■ **Reading text**:
+++

Thursday, February 19, 2026

Defense Dept. and Anthropic Square Off in Dispute Over A.I. Safety

For months, the Department of Defense and the artificial intelligence company Anthropic have been negotiating a contract over the use of A.I. on classified systems by the Pentagon.

This week, those discussions erupted in a war of words.

On Monday, a person close to Defense Secretary Pete Hegseth told Axios that the Pentagon was “close” to declaring the start-up a “supply chain risk,” a move that would sever ties between the company and the U.S. military. Anthropic was caught off guard and internally scrambled to pinpoint what had set off the department, two people with knowledge of the company said.

At the heart of the fight is how A.I. will be used in future battlefields. Anthropic told defense officials that it did not want its A.I. used for mass surveillance of Americans or deployed in autonomous weapons that had no humans in the loop, two people involved in the discussions said.

But Mr. Hegseth and others in the Pentagon were furious that Anthropic would resist the military’s using A.I. as it saw fit, current and former officials briefed on the discussions said. As tensions escalated, the Department of Defense accused the San Francisco-based company of catering to an elite, liberal work force by demanding additional protections.

The disagreement underlines how political the issue of A.I. has become in the Trump administration. President Trump and his advisers want to expand technology’s use, reducing export restrictions on A.I. chips and criticizing state regulations that could be perceived as inhibitors to A.I. development. But Anthropic’s chief executive, Dario Amodei, has long said A.I. needs strict limits around it to prevent it from potentially wrecking the world.

Emelia Probasco, a senior fellow at Georgetown’s Center for Security and Emerging Technology, said it was important that the relationship between the Pentagon and Anthropic not be doomed.

“There are war fighters using Anthropic for good and legitimate purposes, and ripping this out of their hands seems like a total disservice,” she said. “What the nation needs is both sides at the table discussing what can we do with this technology to make us safer.” [...]

The Defense Department has used Anthropic’s technology for more than a year as part of a $200 million A.I. pilot program to analyze imagery and other intelligence data and conduct research. Google, OpenAI and Elon Musk’s xAI are also part of the program. But Anthropic’s A.I. chatbot, Claude, was the most widely used by the agency — and the only one on classified systems — thanks to its integration with technology from Palantir, a data analytics company that works with the federal government, according to defense officials with knowledge of the technology...

+++

■ **Dataset content**:

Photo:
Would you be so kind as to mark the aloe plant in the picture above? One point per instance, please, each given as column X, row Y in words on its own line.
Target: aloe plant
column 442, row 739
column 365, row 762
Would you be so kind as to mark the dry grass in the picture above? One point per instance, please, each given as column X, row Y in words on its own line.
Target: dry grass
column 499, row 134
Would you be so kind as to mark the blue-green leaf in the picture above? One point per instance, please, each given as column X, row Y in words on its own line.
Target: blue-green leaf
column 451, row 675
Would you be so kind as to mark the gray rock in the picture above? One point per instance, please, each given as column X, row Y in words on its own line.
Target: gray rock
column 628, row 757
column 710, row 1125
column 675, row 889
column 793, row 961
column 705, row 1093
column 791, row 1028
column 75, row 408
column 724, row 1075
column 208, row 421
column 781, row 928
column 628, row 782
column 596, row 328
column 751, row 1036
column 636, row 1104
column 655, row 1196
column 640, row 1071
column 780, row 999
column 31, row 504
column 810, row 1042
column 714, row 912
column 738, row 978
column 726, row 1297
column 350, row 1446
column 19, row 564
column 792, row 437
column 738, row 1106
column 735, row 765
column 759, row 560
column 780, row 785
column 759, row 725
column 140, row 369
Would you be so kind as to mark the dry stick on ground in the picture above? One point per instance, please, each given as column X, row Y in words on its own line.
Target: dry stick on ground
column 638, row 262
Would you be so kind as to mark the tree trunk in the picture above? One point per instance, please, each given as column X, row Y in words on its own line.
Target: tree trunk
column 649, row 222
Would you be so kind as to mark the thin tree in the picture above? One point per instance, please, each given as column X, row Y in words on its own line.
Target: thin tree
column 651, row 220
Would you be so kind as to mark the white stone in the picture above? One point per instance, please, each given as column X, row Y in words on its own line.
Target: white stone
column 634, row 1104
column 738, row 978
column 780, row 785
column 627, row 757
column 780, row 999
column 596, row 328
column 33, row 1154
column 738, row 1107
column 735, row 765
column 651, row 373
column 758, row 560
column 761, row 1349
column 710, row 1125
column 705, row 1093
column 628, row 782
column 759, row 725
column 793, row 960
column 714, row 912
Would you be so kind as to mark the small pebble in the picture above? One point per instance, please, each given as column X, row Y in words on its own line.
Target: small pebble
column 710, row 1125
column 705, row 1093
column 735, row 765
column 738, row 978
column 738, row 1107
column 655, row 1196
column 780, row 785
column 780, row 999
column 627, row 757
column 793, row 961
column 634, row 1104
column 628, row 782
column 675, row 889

+++

■ **Problem A**:
Write out the stretch of the article on the dispute between the Defense Department and Anthropic from "This week, those" through "the company said.", copying it word for word.
■ **Problem B**:
Can you carry the article on the dispute between the Defense Department and Anthropic forward from its last sentence?

■ **Response A**:
This week, those discussions erupted in a war of words.

On Monday, a person close to Defense Secretary Pete Hegseth told Axios that the Pentagon was “close” to declaring the start-up a “supply chain risk,” a move that would sever ties between the company and the U.S. military. Anthropic was caught off guard and internally scrambled to pinpoint what had set off the department, two people with knowledge of the company said.

■ **Response B**:
On Jan. 9, Mr. Hegseth released a memo calling on A.I. companies to remove restrictions on their technology. The memo led A.I. companies including Anthropic to renegotiate their contracts. Anthropic asked for limits to how its A.I. tools could be deployed.

Anthropic has long been more vocal than other A.I. companies on safety issues. In a podcast interview in 2023, Dr. Amodei said there was a 10 to 25 percent chance that A.I. could destroy humanity. Internally, the company has strict guidelines that bar its technology from being used to facilitate violence.

In January, Dr. Amodei wrote in an essay on his personal website that “using A.I. for domestic mass surveillance and mass propaganda” seemed “entirely illegitimate” to him. He added that A.I.-automated weapons could greatly increase the risks “of democratic governments turning them against their own people to seize power.”

In contract negotiations, the Defense Department pushed back against Anthropic, saying it would use A.I. in accordance with the law, according to people with knowledge of the conversations.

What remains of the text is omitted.